## Supplied entries
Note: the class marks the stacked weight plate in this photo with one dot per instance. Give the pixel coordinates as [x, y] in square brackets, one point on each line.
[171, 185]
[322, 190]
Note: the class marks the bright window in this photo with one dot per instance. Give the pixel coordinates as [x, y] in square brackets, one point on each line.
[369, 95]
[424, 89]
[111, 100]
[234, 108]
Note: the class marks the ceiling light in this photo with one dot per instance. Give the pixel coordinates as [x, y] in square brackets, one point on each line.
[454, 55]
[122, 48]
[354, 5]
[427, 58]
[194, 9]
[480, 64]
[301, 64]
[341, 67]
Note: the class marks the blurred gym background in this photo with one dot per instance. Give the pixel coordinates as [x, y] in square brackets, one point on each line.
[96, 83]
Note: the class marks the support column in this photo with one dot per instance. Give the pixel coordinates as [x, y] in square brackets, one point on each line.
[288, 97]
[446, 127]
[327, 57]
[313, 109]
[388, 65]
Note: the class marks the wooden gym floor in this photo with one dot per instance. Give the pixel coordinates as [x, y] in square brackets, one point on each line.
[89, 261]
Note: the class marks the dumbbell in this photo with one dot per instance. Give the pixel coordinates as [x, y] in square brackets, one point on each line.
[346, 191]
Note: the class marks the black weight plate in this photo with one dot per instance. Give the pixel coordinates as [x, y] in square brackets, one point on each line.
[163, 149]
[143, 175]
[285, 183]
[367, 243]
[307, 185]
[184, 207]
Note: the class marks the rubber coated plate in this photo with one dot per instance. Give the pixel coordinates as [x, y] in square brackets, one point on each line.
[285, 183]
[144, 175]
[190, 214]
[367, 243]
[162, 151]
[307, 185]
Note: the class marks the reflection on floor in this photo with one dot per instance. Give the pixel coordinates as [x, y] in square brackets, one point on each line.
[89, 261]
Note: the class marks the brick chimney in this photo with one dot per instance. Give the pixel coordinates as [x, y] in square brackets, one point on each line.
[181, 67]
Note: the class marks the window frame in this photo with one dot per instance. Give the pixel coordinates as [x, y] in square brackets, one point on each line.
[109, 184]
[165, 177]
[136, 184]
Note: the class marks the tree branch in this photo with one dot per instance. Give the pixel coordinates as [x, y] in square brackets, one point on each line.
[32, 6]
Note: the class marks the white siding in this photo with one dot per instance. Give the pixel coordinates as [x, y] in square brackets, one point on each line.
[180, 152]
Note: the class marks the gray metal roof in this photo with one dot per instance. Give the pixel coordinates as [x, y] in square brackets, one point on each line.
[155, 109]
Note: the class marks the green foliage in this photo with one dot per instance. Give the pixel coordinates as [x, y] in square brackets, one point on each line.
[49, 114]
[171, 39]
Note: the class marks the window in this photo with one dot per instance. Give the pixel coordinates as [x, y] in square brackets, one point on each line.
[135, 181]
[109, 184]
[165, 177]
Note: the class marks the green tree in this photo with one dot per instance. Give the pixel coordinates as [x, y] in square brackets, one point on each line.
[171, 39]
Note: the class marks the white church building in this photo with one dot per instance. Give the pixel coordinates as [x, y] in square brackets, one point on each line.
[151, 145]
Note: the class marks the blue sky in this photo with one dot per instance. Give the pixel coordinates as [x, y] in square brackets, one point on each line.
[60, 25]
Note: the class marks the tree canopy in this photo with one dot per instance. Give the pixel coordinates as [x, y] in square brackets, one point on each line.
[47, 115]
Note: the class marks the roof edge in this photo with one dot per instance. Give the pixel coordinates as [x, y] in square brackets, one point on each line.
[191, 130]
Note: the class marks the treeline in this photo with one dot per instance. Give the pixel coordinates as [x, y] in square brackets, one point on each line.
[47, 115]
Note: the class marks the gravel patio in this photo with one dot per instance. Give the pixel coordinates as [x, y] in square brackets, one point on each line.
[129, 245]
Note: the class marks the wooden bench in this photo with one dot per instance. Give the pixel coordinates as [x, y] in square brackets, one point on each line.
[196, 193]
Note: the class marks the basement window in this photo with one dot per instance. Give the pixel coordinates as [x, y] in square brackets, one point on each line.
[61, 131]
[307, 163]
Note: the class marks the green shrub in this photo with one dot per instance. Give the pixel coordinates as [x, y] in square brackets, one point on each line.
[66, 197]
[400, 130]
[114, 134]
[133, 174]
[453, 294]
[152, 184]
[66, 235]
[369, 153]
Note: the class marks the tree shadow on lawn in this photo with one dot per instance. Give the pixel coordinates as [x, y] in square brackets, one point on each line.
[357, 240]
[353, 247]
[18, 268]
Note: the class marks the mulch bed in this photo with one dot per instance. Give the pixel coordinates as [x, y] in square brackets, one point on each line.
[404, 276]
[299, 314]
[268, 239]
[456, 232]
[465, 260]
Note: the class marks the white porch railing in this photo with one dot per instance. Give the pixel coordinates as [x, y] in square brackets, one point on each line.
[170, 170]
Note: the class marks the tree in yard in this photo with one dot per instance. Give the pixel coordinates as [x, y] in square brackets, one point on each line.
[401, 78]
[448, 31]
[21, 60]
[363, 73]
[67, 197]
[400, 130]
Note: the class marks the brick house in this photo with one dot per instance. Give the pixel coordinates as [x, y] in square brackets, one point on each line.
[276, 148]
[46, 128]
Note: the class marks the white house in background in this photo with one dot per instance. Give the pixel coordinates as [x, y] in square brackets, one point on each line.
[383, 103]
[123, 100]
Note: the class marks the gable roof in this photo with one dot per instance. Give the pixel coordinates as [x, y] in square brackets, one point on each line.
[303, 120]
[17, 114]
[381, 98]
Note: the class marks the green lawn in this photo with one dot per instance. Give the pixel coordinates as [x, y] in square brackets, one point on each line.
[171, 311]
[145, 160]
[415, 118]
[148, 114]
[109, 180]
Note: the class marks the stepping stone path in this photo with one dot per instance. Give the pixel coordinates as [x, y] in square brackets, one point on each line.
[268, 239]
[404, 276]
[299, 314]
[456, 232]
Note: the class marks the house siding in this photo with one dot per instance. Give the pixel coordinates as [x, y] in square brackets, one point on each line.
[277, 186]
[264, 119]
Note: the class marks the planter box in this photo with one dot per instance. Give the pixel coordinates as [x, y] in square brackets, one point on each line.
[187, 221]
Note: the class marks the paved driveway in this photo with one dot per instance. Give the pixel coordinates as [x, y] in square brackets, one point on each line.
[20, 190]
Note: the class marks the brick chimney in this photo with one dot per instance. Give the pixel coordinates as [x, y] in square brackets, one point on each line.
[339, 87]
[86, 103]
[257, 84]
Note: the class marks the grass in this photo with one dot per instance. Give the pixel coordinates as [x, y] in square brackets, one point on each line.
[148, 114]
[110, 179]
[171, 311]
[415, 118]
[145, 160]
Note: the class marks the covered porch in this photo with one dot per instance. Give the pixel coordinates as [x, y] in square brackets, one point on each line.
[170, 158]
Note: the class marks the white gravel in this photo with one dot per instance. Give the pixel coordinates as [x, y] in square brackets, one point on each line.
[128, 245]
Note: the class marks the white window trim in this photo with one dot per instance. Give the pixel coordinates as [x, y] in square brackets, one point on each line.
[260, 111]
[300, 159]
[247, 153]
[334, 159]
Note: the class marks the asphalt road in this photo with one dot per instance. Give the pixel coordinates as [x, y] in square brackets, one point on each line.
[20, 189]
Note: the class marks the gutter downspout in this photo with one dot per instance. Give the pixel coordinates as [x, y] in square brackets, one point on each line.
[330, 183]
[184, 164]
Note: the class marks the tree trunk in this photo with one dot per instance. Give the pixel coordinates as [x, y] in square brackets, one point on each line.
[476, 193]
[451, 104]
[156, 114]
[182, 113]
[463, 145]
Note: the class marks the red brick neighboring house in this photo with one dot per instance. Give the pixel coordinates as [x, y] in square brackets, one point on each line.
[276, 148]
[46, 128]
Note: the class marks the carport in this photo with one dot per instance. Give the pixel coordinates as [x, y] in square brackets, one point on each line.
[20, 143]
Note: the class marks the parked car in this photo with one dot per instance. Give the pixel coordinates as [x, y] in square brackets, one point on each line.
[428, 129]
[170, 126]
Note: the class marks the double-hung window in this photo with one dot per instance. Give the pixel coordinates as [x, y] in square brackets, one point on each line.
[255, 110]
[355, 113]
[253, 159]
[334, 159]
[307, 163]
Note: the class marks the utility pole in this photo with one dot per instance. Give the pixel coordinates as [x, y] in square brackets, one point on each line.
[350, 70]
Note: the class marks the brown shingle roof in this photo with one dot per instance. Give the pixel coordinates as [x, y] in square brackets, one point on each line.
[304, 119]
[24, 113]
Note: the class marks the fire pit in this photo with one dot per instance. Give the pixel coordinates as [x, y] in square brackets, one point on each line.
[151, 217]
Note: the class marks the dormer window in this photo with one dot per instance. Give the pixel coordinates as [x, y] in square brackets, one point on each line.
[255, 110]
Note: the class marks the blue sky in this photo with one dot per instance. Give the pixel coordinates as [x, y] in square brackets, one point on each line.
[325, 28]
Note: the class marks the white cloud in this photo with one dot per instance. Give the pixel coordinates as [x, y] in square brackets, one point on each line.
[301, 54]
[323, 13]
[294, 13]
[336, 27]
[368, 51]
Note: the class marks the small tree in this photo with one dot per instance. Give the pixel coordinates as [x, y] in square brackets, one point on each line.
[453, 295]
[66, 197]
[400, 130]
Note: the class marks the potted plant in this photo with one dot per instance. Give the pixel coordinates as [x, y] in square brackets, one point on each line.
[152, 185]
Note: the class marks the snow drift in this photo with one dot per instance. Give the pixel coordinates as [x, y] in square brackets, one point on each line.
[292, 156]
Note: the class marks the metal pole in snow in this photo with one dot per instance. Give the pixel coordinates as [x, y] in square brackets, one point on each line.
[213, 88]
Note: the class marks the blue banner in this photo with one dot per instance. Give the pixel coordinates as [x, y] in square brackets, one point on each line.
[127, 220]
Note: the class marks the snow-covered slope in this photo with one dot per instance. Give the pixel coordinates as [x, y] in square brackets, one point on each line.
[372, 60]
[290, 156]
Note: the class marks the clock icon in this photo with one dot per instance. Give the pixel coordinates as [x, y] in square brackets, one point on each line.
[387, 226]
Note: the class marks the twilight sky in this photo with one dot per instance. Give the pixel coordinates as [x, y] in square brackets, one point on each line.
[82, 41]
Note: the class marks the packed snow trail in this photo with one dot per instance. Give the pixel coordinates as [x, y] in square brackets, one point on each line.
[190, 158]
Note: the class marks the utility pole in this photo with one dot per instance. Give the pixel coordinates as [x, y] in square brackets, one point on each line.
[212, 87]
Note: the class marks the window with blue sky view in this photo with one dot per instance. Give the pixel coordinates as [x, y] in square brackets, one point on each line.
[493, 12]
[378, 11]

## To be done
Starting at the line that contains "Note: the class marks the twilight", output each remaining line of the listing, the last line included, exactly as it appears.

## Correct output
Note: the class marks the twilight sky in this photo with one dot per instance. Give the pixel coordinates as [x, y] in square brackets, one point on each line.
[82, 41]
Note: the class marks the packed snow trail in this photo with one dot per instance. Give the pixel coordinates as [x, y] in square brackets, one point on each line.
[190, 158]
Note: the class marks the utility pole in this photo with one dot per instance. Give the pixel coordinates as [x, y] in square brackets, one point on each line.
[212, 87]
Note: the class marks the window with blue sky view in this photo with one dot per instance. Give the pixel coordinates as [x, y] in square brackets, one point on each line.
[493, 12]
[378, 11]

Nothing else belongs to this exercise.